## WHAT IS BEING ASKED
Retype the listing below word for word, from the line containing "Note: identify the tall" through the end of the listing, with both of those included. Omit the pictures from your copy.

+++

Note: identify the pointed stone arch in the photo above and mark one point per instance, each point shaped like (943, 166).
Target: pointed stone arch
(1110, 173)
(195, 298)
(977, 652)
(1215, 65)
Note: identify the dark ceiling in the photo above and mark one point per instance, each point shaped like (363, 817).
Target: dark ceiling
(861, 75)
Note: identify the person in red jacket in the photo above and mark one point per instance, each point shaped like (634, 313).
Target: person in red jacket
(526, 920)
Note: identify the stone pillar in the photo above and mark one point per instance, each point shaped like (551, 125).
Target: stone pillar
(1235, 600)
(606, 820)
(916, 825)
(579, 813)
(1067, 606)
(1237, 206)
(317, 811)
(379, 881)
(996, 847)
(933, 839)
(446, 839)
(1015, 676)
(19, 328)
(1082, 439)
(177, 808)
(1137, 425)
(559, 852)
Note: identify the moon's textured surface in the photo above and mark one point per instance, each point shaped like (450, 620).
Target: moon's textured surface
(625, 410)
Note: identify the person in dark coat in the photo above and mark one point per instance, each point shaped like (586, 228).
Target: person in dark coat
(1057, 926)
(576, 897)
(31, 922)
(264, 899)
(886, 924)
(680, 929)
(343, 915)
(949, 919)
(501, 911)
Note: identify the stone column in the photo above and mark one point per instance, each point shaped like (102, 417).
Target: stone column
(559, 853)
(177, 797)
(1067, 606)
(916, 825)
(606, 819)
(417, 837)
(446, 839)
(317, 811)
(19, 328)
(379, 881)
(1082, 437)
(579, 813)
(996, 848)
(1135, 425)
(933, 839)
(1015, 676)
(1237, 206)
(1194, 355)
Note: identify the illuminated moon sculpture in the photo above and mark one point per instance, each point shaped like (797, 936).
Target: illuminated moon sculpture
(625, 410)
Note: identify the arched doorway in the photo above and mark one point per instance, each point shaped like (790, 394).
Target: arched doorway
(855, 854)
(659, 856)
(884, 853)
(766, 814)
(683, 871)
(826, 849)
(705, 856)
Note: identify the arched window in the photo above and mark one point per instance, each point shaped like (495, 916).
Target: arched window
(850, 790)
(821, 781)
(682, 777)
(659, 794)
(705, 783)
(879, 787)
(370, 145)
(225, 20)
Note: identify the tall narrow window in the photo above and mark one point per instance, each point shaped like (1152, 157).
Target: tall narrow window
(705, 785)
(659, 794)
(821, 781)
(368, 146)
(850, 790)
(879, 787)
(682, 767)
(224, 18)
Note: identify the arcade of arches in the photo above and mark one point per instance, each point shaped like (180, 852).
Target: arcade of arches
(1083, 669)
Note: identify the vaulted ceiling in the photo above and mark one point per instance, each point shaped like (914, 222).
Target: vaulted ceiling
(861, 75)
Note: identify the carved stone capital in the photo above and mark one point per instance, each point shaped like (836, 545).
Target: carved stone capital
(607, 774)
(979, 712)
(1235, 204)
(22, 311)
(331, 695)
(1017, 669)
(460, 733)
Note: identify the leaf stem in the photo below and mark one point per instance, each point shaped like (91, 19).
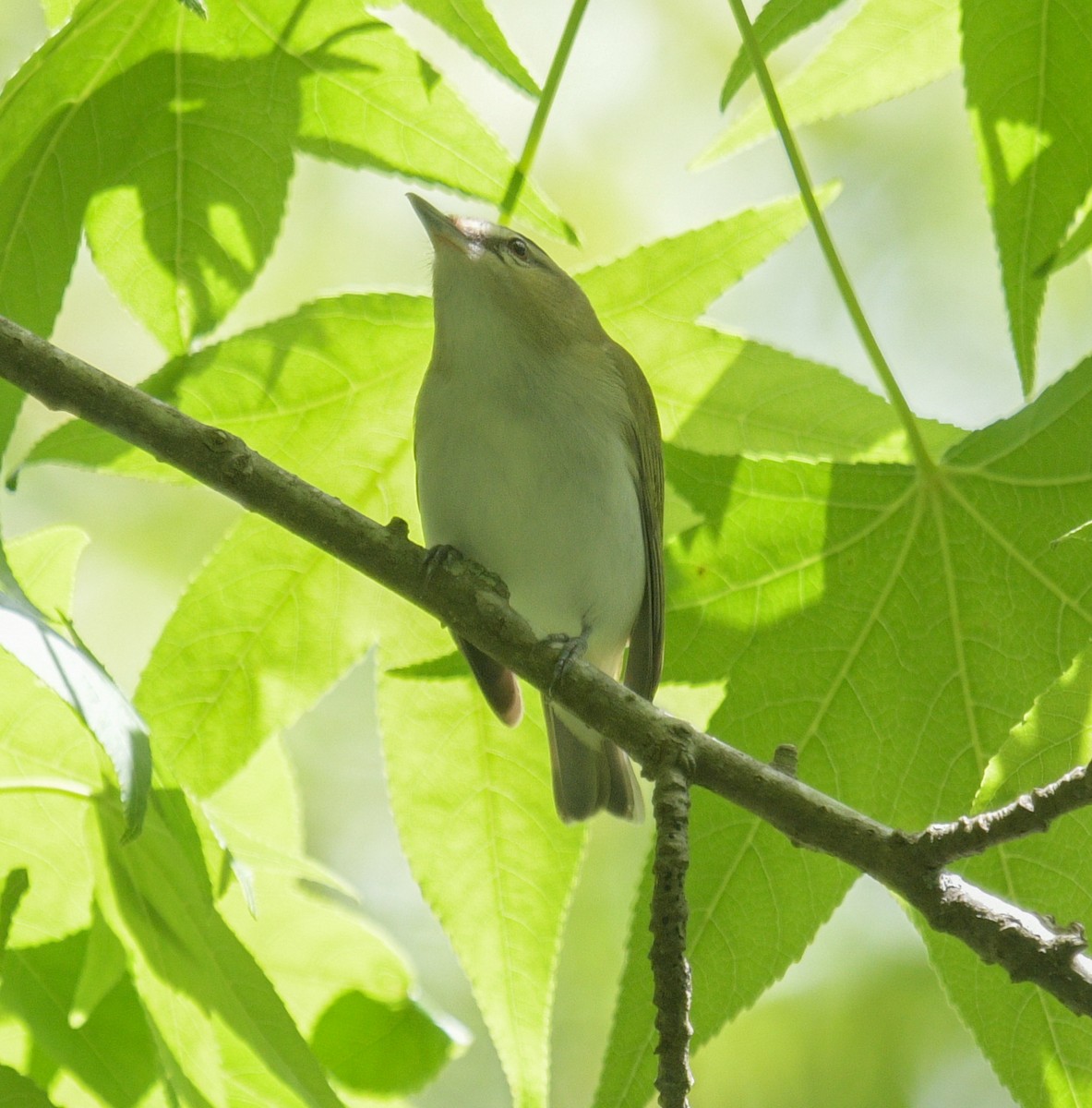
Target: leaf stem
(921, 454)
(520, 175)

+++

## OUTPUT FOR THIS EXERCISE
Note: identify the tall narrow window in the photo above and mark one point per instance, each point shaped like (1152, 157).
Target: tall narrow window
(705, 785)
(659, 794)
(821, 781)
(368, 146)
(850, 790)
(879, 787)
(682, 767)
(224, 18)
Note: identify the arcade of arches in the photo above and mark one point per instance, each point shaped like (180, 852).
Target: arcade of arches
(1083, 669)
Note: identify the vaulted ceiling in the photo above and mark one point per instance, each point shaped like (914, 222).
Target: vaulted ceiling
(861, 75)
Note: identify the carved stone capital in the photo above and mark one point per instance, each point shaped like (836, 545).
Target: carved stone capital
(607, 774)
(979, 712)
(1235, 204)
(22, 311)
(331, 695)
(1017, 669)
(460, 733)
Note: identify the leaf stem in the photo below and mark one point per instance, each point shaped like (91, 19).
Target: leaf stem
(921, 454)
(520, 175)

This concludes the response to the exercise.